__Task to carry out__
Output each of the records below word for word, with every line unchanged and in the same order.

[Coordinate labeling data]
--

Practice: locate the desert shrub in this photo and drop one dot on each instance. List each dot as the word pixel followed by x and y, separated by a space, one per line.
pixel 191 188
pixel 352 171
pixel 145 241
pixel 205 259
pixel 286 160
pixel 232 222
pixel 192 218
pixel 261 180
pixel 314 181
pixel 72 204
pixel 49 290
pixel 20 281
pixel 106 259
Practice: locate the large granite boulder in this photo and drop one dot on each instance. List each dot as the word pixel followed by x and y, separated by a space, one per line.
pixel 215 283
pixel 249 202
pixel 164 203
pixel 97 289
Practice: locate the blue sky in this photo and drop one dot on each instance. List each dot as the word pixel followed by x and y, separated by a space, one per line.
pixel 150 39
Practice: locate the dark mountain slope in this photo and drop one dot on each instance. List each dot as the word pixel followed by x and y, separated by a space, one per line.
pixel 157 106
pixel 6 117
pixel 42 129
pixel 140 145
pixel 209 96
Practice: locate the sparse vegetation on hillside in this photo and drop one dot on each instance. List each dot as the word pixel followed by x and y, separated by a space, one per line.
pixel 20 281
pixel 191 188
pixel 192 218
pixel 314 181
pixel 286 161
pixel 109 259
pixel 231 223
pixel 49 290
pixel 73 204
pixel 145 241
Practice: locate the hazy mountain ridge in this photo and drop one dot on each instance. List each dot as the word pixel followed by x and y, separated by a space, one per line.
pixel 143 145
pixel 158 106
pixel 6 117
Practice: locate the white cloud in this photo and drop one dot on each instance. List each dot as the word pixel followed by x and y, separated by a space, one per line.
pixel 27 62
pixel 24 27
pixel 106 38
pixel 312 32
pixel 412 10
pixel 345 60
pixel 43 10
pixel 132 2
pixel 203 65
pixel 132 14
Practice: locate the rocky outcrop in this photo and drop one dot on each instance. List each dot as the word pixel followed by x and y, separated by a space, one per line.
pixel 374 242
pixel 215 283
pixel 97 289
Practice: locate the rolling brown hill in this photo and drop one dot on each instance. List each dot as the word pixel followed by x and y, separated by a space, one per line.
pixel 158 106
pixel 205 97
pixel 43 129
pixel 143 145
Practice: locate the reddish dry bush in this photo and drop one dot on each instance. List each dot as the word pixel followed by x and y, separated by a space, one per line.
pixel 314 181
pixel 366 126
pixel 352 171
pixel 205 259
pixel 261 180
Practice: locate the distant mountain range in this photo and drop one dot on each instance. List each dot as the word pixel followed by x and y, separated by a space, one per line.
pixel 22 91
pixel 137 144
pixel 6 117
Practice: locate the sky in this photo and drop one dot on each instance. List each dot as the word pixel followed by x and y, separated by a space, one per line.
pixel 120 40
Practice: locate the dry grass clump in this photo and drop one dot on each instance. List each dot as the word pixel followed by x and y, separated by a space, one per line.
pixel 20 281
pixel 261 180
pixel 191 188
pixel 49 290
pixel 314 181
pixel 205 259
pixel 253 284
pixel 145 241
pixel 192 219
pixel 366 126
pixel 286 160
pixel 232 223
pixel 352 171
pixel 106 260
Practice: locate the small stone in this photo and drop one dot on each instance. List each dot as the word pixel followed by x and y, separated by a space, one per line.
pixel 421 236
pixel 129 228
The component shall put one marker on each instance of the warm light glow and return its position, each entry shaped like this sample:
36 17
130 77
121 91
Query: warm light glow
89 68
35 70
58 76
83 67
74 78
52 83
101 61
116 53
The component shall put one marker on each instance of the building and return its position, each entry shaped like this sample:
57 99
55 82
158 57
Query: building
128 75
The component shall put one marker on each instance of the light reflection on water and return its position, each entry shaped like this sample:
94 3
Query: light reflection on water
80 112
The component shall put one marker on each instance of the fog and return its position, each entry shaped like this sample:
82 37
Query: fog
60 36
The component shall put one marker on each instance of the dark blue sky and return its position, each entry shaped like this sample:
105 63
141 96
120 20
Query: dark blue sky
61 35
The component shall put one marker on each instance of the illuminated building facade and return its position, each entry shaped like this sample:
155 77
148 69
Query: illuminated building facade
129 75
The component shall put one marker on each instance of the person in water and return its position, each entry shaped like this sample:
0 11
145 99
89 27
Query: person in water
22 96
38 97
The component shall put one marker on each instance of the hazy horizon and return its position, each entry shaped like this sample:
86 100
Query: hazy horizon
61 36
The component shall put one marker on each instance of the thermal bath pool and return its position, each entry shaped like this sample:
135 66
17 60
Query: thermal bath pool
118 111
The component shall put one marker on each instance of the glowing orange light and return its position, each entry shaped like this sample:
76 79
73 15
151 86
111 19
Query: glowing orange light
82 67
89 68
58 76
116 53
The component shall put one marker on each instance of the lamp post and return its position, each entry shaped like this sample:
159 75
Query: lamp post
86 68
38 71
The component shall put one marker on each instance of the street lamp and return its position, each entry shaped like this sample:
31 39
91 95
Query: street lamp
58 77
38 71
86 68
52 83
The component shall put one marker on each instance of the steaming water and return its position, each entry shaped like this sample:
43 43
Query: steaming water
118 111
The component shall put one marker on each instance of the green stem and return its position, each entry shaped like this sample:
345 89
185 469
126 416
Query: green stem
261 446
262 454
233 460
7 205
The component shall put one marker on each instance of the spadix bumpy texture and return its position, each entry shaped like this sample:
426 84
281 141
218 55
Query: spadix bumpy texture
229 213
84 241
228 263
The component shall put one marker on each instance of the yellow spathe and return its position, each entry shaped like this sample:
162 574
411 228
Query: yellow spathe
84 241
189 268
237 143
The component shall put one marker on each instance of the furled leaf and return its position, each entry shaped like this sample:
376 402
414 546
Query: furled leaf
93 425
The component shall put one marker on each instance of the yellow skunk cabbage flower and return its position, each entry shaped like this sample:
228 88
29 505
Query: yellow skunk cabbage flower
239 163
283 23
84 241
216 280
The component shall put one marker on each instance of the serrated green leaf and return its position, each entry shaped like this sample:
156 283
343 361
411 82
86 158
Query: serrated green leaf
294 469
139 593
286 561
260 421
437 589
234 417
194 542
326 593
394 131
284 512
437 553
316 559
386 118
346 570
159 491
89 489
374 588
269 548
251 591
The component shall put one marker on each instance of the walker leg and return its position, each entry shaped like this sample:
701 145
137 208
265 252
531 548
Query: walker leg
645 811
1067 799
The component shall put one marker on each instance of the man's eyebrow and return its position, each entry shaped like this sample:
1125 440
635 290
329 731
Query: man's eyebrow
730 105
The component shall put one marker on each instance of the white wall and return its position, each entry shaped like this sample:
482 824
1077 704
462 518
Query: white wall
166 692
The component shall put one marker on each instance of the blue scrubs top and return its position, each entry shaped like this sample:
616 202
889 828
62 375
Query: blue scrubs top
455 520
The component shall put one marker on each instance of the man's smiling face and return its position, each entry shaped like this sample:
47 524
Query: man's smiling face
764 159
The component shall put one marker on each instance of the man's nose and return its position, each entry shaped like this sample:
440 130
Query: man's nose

--

__Written response__
Practice: locate the desert shrub in this photo and drop one dot on each instance. List each dot as the word pixel followed by x and y, separated by a space, one per line.
pixel 191 188
pixel 352 171
pixel 145 241
pixel 205 259
pixel 286 160
pixel 232 222
pixel 192 218
pixel 261 180
pixel 314 181
pixel 72 204
pixel 49 290
pixel 20 281
pixel 106 259
Practice: locate the large granite boulder in this photo and drop one dot on each instance. List each dot as the word pixel followed by x and y, separated by a space, one per line.
pixel 215 283
pixel 249 202
pixel 164 203
pixel 97 289
Practice: locate the blue sky in this photo and drop one dot on each instance. List each dot as the word pixel followed by x and y, separated by a space, one per line.
pixel 150 39
Practice: locate the dark mountain slope in this photo and drop one dot on each instance. List each dot as the word pixel followed by x and y, separated by a space, one per line.
pixel 157 106
pixel 6 117
pixel 42 129
pixel 140 145
pixel 209 96
Practice: locate the sparse vegetation on hillside in this photo and drop one dot on each instance. List each dot as the word pixel followed by x and y, separated by a space, one per line.
pixel 20 281
pixel 191 188
pixel 192 218
pixel 314 181
pixel 286 161
pixel 109 259
pixel 231 223
pixel 49 290
pixel 73 204
pixel 145 241
Practice: locate the hazy mountain ridge in this photo and drop one dot on each instance. List each dot as the word pixel followed by x and y, separated by a space, one per line.
pixel 143 145
pixel 158 106
pixel 6 117
Practice: locate the white cloud in this photo and drop one dot on each instance. List each dot as the word pixel followed by x and y, separated by a space, one per line.
pixel 27 62
pixel 24 27
pixel 106 38
pixel 312 32
pixel 412 10
pixel 345 60
pixel 43 10
pixel 132 2
pixel 203 65
pixel 132 14
Practice: locate the rocky outcrop in this photo and drop one dot on each instance. List each dot as the word pixel followed by x and y, separated by a space, one per line.
pixel 374 242
pixel 215 283
pixel 97 289
Practice: locate the rolling brown hill in this photo and drop one dot on each instance. List each dot as the word pixel followed by x and y, separated by a space, one per line.
pixel 158 106
pixel 205 97
pixel 43 129
pixel 143 145
Practice: locate the reddish dry bush in this photo and drop one dot on each instance. List each dot as the word pixel followed by x and y, separated by a space, one per line.
pixel 314 181
pixel 366 126
pixel 352 171
pixel 205 259
pixel 261 180
Practice: locate the distant mountain range in this photo and drop one dot on each instance. List each dot as the word pixel followed by x and y, separated by a space, one per line.
pixel 22 91
pixel 137 144
pixel 6 117
Practice: locate the sky in this photo and drop one dot on each instance. List each dot as the word pixel followed by x and y, separated by a space, one per line.
pixel 120 40
Practice: locate the dry grass clump in this photo and drop one dot on each instance. List each dot as the word pixel followed by x and y, separated by a space, one per line.
pixel 20 281
pixel 261 180
pixel 191 188
pixel 49 290
pixel 314 181
pixel 205 259
pixel 253 284
pixel 145 241
pixel 192 219
pixel 366 126
pixel 286 160
pixel 232 223
pixel 352 171
pixel 106 260
Practice: locate the small stone in this photo and drop one dot on each instance. List each dot as the word pixel followed by x and y, separated by a space, one per line.
pixel 421 236
pixel 129 228
The component shall put one marker on each instance of the warm light glow and return its position, each entry shaped like this sample:
36 17
130 77
121 91
Query: warm light glow
89 68
35 70
58 76
83 67
74 78
52 83
101 61
116 53
The component shall put one marker on each instance of the building and return its position, each entry shaped like this sample:
57 99
55 82
158 57
Query: building
128 75
The component shall put one marker on each instance of the light reflection on water and return its position, each entry shaped like this sample:
94 3
Query: light reflection on water
80 112
The component shall put one marker on each instance of the fog and return its position, each entry shaped like this sample:
82 37
Query: fog
60 36
The component shall put one marker on each instance of the dark blue sky and return its position, each entry shaped like this sample:
105 63
141 96
120 20
Query: dark blue sky
61 35
The component shall put one marker on each instance of the illuminated building facade and return its position, each entry shaped like this sample:
155 77
148 69
Query: illuminated building facade
129 75
The component shall put one marker on each instance of the person in water and return its position, each entry shaped like this sample:
0 11
145 99
89 27
Query: person in water
22 96
38 97
The component shall put one marker on each instance of the hazy horizon and return its position, each entry shaped like this sample:
86 100
Query: hazy horizon
61 36
The component shall put one marker on each instance of the thermal bath pool and return its position, each entry shaped like this sample:
135 66
17 60
Query: thermal bath pool
118 111
The component shall put one marker on each instance of the glowing orange light and return its position, each entry shaped like this sample:
76 79
73 15
151 86
111 19
Query: glowing orange light
82 67
89 68
58 76
116 53
The component shall put one marker on each instance of the lamp post and return its position, each entry shaped like this sample:
159 75
Query: lamp post
86 68
38 71
The component shall put one marker on each instance of the street lamp and return its position, each entry shaped like this sample:
31 39
91 95
Query: street lamp
58 77
38 71
86 68
52 83
The component shall put one marker on each instance of the steaming water and return its position, each entry shaped like this sample:
43 43
Query: steaming water
118 111
The component shall put one marker on each instance of the green stem and return its position, each entry shaped like this sample:
345 89
185 469
126 416
Query: green stem
261 446
262 454
233 460
7 205
The component shall put one marker on each instance of the spadix bumpy texture and return its position, each entry shaped like this sample:
426 84
281 141
218 55
Query: spadix bumpy texture
229 213
84 241
228 263
The component shall put one marker on each instance of the yellow spathe and return its position, each entry shaped like this sample:
162 574
411 228
Query: yellow spathe
84 241
189 268
237 143
The component shall put one marker on each instance of the furled leaf and return its position, each entry shaped like this sample:
376 402
414 546
Query: furled leaf
93 425
The component shall put one marker on each instance of the yellow skunk cabbage flower and return its position, each entry shaped like this sample:
228 88
29 505
Query: yellow skunk cabbage flower
239 163
283 23
84 241
216 280
The component shall put one marker on each instance of the serrated green leaf and return its position, each entry shaped like this sample:
156 283
343 361
411 82
86 158
Query: serrated green leaf
294 469
139 593
286 561
260 421
437 589
234 417
194 542
326 593
394 131
284 512
437 553
316 559
386 118
346 570
159 491
89 489
374 588
269 548
251 591
The component shall put one marker on each instance of the walker leg and return its position, each entry shaped like this sample:
701 145
137 208
265 252
531 548
Query: walker leg
645 811
1067 799
The component shall put one marker on each instance of the man's eyebrow and return its position, each entry shaped like this sample:
1125 440
635 290
329 731
Query: man's eyebrow
730 105
The component shall put one marker on each instance of the white wall and return its position, each entry shaped like this sample:
482 824
1077 704
462 518
Query: white wall
166 692
The component shall put one marker on each instance of the blue scrubs top and return its position, each entry shaped like this sample:
616 202
889 828
62 375
Query: blue scrubs top
455 520
The component shall put one marker on each instance of the man's smiling face and return its position, each entry shaped like this sample:
47 524
Query: man's smiling face
764 159
The component shall put one marker on each instance of the man's nose and return its position, each entry shaped like this sample:
440 130
Query: man's nose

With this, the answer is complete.